(About this task) Every line of the material must be given again verbatim. Skip the images.

====

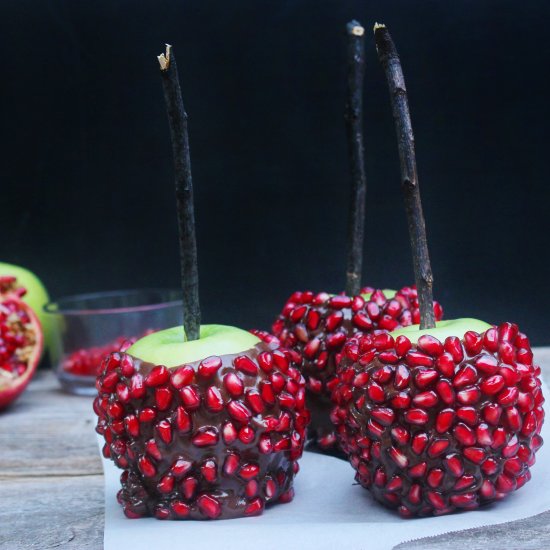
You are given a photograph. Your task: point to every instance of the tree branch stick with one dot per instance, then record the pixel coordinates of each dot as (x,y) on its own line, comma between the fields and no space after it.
(354,127)
(389,59)
(177,119)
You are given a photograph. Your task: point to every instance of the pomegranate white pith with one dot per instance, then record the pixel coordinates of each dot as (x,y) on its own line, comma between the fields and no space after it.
(21,341)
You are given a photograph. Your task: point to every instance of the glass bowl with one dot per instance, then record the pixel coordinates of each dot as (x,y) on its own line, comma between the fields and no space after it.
(87,327)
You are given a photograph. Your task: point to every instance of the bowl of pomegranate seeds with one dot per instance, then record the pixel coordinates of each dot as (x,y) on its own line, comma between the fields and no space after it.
(87,327)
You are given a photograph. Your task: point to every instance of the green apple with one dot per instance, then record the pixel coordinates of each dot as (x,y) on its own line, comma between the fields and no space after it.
(36,297)
(443,329)
(168,347)
(388,293)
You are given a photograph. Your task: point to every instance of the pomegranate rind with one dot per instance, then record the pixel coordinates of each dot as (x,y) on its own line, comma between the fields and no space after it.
(11,386)
(436,426)
(36,297)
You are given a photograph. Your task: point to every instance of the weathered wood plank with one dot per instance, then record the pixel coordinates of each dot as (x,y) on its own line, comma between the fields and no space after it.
(47,432)
(52,512)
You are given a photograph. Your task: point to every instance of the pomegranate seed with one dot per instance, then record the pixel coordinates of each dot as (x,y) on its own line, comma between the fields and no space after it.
(209,366)
(166,484)
(419,442)
(418,470)
(454,465)
(438,447)
(453,345)
(445,391)
(209,506)
(418,417)
(464,435)
(474,454)
(137,386)
(164,429)
(245,365)
(182,376)
(181,467)
(239,411)
(445,364)
(444,420)
(469,396)
(190,397)
(425,399)
(425,378)
(163,398)
(158,376)
(400,435)
(383,415)
(465,377)
(508,396)
(146,467)
(435,477)
(180,508)
(206,438)
(152,449)
(418,359)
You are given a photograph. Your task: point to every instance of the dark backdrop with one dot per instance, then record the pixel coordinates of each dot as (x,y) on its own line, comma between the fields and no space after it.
(87,183)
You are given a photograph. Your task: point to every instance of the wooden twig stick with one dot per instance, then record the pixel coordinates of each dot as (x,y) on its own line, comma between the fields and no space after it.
(354,127)
(389,59)
(177,119)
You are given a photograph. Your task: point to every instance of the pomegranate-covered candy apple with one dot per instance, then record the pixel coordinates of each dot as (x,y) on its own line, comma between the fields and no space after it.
(441,419)
(203,429)
(317,326)
(20,340)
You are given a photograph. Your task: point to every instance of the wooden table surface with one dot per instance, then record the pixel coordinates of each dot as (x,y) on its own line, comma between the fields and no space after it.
(51,480)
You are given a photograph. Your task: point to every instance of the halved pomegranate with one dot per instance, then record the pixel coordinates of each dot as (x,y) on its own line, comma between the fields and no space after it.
(21,341)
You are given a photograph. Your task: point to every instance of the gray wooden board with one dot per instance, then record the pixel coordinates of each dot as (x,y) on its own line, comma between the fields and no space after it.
(51,481)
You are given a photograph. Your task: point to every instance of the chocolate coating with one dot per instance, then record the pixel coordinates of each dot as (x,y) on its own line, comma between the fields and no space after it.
(207,450)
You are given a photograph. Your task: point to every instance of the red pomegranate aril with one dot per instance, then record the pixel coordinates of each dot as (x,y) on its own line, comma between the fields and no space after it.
(209,366)
(190,397)
(233,384)
(146,467)
(231,464)
(239,411)
(164,429)
(430,345)
(469,395)
(182,420)
(475,454)
(508,396)
(444,420)
(245,365)
(438,447)
(464,434)
(445,391)
(426,399)
(182,376)
(383,415)
(465,377)
(207,438)
(158,376)
(419,443)
(435,477)
(209,506)
(425,378)
(418,417)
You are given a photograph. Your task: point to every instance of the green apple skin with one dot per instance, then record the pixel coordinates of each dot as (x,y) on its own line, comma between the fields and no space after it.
(36,296)
(170,348)
(443,329)
(388,293)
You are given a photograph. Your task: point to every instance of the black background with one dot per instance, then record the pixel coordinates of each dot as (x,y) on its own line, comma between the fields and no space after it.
(86,171)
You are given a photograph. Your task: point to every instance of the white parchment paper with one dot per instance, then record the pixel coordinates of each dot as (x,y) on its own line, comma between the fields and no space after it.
(328,512)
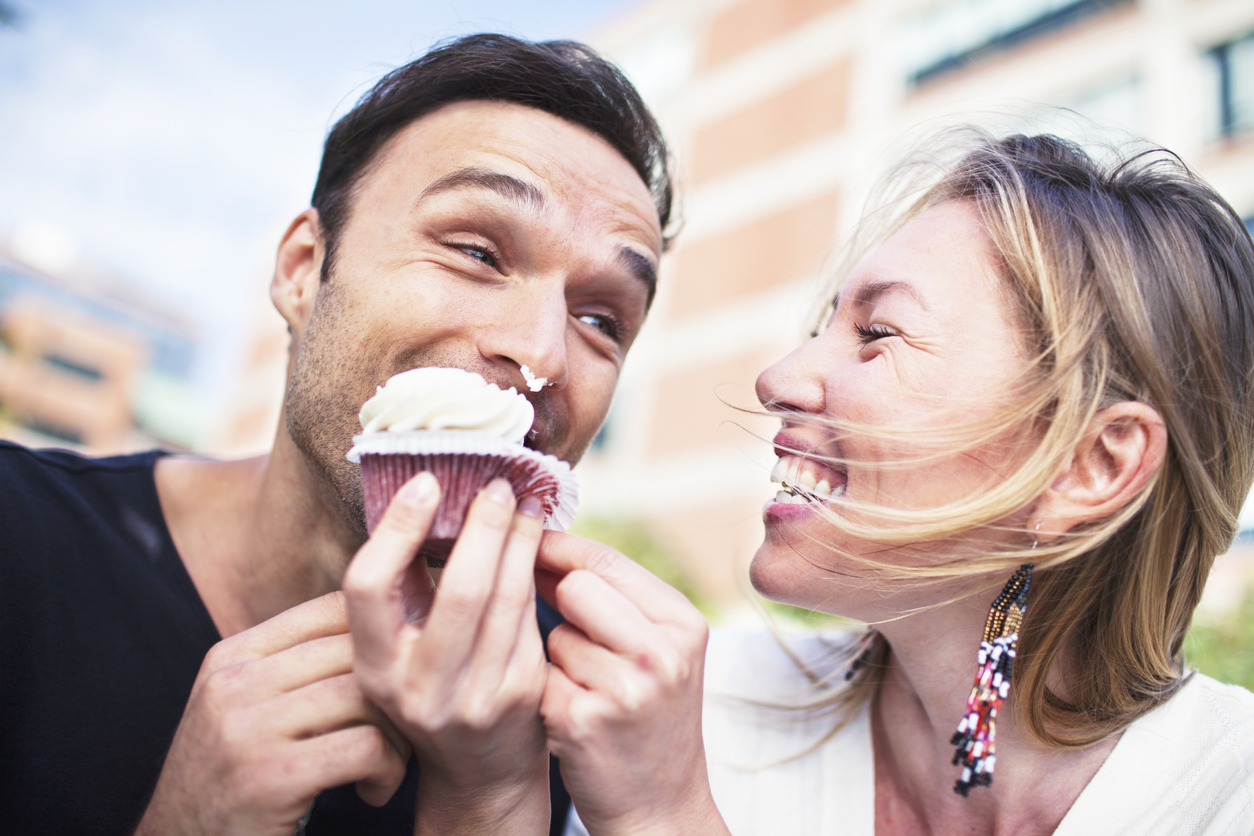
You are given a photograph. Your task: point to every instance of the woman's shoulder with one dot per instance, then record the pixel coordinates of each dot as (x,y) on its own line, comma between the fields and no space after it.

====

(Expected answer)
You are given a photograph. Your task: point to every instance of the tree branch stick with one dot per instance, then record the pixel coordinates of each dot as (x,y) on its own line, comma between the fields and no space after it.
(354,127)
(389,59)
(177,119)
You are given a photograph. Your task: point to every instance of the pomegranate white pith with one dot per instance, then record the pixel coordinates of each dot as (x,y) on its own line, comma between the fields and no space after it.
(21,341)
You are given a photograph. Your task: point to every instance of the glass bowl with one dot per instance, then record the pixel coordinates of each dot as (x,y) on its own line, comma between the fields and no space after it.
(87,327)
You are given a photograph. Your task: point to every instance of the bowl of pomegranate seeds with one dot per instance, then record the pixel coordinates of each dot as (x,y) on its own line, comma between the fields and no space after it.
(87,327)
You are given a photograph. Your task: point to every instance of the green apple with one dot per instance, then record the pixel coordinates of each dot as (x,y) on its own line, comma between the fields and no space after it.
(36,297)
(443,329)
(168,347)
(388,293)
You are given a photograph. Your task: point to every instance of the pomegranate rind with one dot per instance, then record the pixel coordinates of each dot as (x,y) on its own line, comma between the fields and no space after it.
(11,386)
(436,426)
(36,297)
You are given a photograph. Your task: point to every instance of the weathered wood plank with one dot per instance, then record the pixel coordinates of each dot as (x,y) on its own line, comma between the fields and no space after it.
(47,432)
(52,512)
You are given a photograph. Your task: point to every instance of the pomegranate seed with one dot per instance, then record the pixel coordinates of each dot as (x,y) on its own line, comma between the fields and no space after it.
(209,366)
(166,484)
(419,442)
(418,470)
(454,465)
(438,447)
(453,345)
(445,391)
(209,506)
(418,417)
(464,435)
(474,454)
(137,386)
(164,429)
(245,365)
(182,376)
(181,467)
(239,411)
(445,364)
(444,420)
(469,396)
(190,397)
(425,399)
(425,378)
(163,398)
(158,376)
(400,435)
(383,415)
(465,377)
(508,396)
(146,467)
(435,477)
(180,508)
(206,438)
(152,449)
(418,359)
You are given a photograph. Your task: point to every instance of the dark backdrop with one dot per instance, then record the pixel coordinates of each dot as (x,y) on its own line, comma between the fields and no space after it.
(87,183)
You are given a photograph. Your task: point to every instance of the wooden twig stick with one dot per instance, then record the pixel coordinates of each dot as (x,y) on its own line, comma between the fields and no space after it.
(354,127)
(389,59)
(177,119)
You are given a photograph. Your task: point to every instance of the pomegranate-covered candy apple with one dot per instance, then record the pixel coordinates of each dot as (x,y) on its own line, comma between the fields and no space after it.
(441,419)
(203,429)
(317,326)
(20,340)
You are given a photograph. Your task: point to every instance of the wooden table surface with one dot per instance, then record the pixel coordinates of each dot as (x,y) on its own line, comma between the fields and no space after it.
(51,480)
You are given a photograph. Your task: point to every instance of the halved pomegranate with one dot per instance, then record the pixel coordinates of each dot as (x,y) on its own line, comma between the fields and no space after it.
(21,341)
You are given a photograph. Your task: point to every instance of the gray wooden board with one dot per instance, then record the pixel coordinates of each dot as (x,y) on its own line, comma between the fields and no space after it.
(51,481)
You are given a photograph. Your task: point to every instance of the chocolate coating with one dot per instance, then record the pixel coordinates of each dot as (x,y) on its own line, comma between the fields and no space after it.
(207,450)
You are given a photograph. Your task: point to every instance of the red pomegranate aril with one dot per instance, then record the pixel coordinates of each dot as (x,y) on its own line, comma between the fields and no space after it.
(209,366)
(190,397)
(233,384)
(146,467)
(231,464)
(239,411)
(164,429)
(430,345)
(469,395)
(182,420)
(475,454)
(508,396)
(444,420)
(245,365)
(438,447)
(464,434)
(445,391)
(426,399)
(182,376)
(383,415)
(465,377)
(207,438)
(158,376)
(419,443)
(435,477)
(209,506)
(425,378)
(418,417)
You are given a photograph. Your task: point to every instance of the green apple skin with one dot per instance, then record the pixel coordinates of each dot as (x,y) on its own line, comma between the fields and no space after it.
(36,296)
(170,348)
(443,329)
(388,293)
You are given a photograph. Your task: point to every instance of the black background with one dot per instance, then record the pixel coordinates of each dot as (x,y) on its own line, comma between the fields and no space after it.
(86,171)
You are given a photograph. Your task: point to every instance of the white parchment paper with one dot per instance, then record the pixel coordinates of each dot as (x,y) on its own line, comma between the fields and no space after it.
(328,512)
You are given a photograph. Your task: point to every instance of the woman's shoulder with one dot per instance, then record the pixel coordinates of each dot as (x,y) on its own line, comma between the fields and no space after it.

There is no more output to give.